> [What you will do]: Write every line of the material out exactly as shown.

> [Working data]:
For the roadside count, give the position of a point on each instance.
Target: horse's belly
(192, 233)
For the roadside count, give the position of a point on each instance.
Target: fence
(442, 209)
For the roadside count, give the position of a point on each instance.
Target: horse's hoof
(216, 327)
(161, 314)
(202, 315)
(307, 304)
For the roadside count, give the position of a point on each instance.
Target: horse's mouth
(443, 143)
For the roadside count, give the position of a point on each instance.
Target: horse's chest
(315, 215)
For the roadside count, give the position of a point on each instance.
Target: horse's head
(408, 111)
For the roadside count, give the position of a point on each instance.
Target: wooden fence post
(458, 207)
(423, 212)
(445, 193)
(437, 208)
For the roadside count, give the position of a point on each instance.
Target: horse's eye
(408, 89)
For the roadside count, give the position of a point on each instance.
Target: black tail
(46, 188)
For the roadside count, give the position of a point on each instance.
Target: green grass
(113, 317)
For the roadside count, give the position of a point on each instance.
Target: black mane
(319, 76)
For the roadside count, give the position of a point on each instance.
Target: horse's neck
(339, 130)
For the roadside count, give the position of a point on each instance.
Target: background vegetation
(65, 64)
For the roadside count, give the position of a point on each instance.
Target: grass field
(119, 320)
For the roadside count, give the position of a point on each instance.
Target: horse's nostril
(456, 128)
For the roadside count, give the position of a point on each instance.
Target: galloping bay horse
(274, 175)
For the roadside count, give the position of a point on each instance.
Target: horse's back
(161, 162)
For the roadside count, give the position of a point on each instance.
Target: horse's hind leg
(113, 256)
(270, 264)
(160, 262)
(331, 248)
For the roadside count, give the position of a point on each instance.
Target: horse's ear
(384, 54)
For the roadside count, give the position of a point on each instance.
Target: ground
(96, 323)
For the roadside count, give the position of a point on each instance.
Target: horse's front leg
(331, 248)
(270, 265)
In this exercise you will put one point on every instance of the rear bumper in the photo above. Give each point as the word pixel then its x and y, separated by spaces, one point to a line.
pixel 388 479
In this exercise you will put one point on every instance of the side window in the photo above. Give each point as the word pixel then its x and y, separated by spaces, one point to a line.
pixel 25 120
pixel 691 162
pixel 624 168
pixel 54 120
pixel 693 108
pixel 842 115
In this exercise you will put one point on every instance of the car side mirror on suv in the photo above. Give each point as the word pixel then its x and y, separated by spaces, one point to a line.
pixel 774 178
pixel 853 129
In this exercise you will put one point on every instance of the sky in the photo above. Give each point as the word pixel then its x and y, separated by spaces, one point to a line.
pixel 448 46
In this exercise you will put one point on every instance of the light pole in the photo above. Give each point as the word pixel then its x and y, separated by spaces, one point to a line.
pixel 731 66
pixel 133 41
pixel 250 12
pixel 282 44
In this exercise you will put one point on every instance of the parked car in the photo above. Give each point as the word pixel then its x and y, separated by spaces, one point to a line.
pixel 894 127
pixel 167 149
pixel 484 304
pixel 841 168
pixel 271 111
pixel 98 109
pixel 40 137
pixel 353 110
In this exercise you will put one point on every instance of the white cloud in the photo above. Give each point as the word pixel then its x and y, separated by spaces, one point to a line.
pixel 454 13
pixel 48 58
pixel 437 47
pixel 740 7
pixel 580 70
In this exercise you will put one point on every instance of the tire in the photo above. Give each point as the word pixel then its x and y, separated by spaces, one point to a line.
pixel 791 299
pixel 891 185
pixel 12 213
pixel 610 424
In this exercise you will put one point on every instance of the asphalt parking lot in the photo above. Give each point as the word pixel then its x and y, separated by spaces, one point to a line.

> [Task answer]:
For the roadside count, give the position of a point on each instance.
Target: horse's belly
(192, 233)
For the roadside count, give the position of a point on each instance.
Target: fence
(442, 209)
For the roadside count, give the position of a point on each instance.
Target: horse's hoof
(216, 327)
(161, 314)
(202, 315)
(307, 304)
For the roadside count, give the position of a point on each instance.
Target: horse's mouth
(443, 143)
For the roadside count, give the position of a point on each instance.
Target: horse's chest
(315, 215)
For the roadside count, give the position of a point on each instance.
Target: horse's head
(408, 111)
For the roadside count, give the position of a point on each instance.
Target: wooden fence post
(458, 207)
(423, 212)
(445, 193)
(437, 208)
For the roadside count, give the position of a point on each instance.
Target: horse's eye
(408, 89)
For the roadside count, give the position of a point on each instance.
Target: black tail
(46, 188)
For the roadside count, give the position of a point on each instance.
Target: green grass
(113, 317)
For the roadside count, give the position of a point on each instance.
Target: black mane
(319, 76)
For the roadside count, give the position of a point on each instance.
Target: horse's neck
(339, 130)
For the roadside count, give the position of a point on each instance.
Target: background vegetation
(65, 64)
For the roadside count, give the position of a point on each instance.
Target: grass field
(119, 320)
For the roadside count, give the position of a point on each instance.
Target: horse's nostril
(456, 128)
For the roadside count, give the position of a point on each instance.
Target: galloping bay horse
(274, 175)
For the roadside count, give the position of a point on each instance.
Target: horse's back
(161, 162)
For the roadside count, give the position of a point on each instance.
Target: horse's hind leg
(113, 256)
(270, 264)
(160, 262)
(331, 248)
For the roadside count, give the position of a point on each instance.
Target: horse's ear
(384, 54)
For the roadside count, give the position of a point on each instance.
Target: ground
(96, 323)
For the roadside count, give the position of a point on each instance.
Target: horse's front leg
(331, 248)
(270, 265)
In this exercise you will put one point on every instance of the rear bumper in the photo above. Give each point as the word pixel then its x and y, separated by spaces, one point to a line.
pixel 388 479
In this exercise you will put one point on every instance of the side window in the photo above. Give each point as the word pixel then its x and y, separated by spaces, one point to a line.
pixel 25 120
pixel 691 162
pixel 624 168
pixel 54 120
pixel 693 108
pixel 842 115
In this exercise you will put one point on every instance of the car side mirror on suv in the photo above. Give each point as the word pixel then its x and y, separated by spaces, one point to a line.
pixel 774 178
pixel 853 129
In this exercise you will put one point on every instance of the sky in the photo above. Give each point as the word pixel then its x and y, separated by spaces, one point to a line.
pixel 448 46
In this exercise you will put one point on every instance of the light pole in the photo above. Give each point as the word pixel then its x and y, separated by spaces, one point to a line.
pixel 731 66
pixel 133 41
pixel 250 12
pixel 282 44
In this exercise you will put one point on every instance of the parked car in the photo above. Give each point as the word pixel then its x and y, separated by spaces, one point to a line.
pixel 894 127
pixel 167 149
pixel 484 304
pixel 841 168
pixel 271 111
pixel 98 109
pixel 40 137
pixel 353 110
In this exercise you will put one point on every instance of the white cloud in the photo above. Give each point as the word pixel then its x and y, separated by spaces, one point to a line.
pixel 454 13
pixel 48 58
pixel 437 47
pixel 740 7
pixel 580 70
In this exercise you will put one point on every instance of the tire in the photo above. Give each point as the word pixel then its x and y, separated by spaces, one point to a line.
pixel 791 299
pixel 891 185
pixel 12 213
pixel 610 424
In this exercise you will put one point on every instance of the asphalt parking lot in the photo above. Give each point as the word pixel then its x and y, separated by spaces, one point to a line.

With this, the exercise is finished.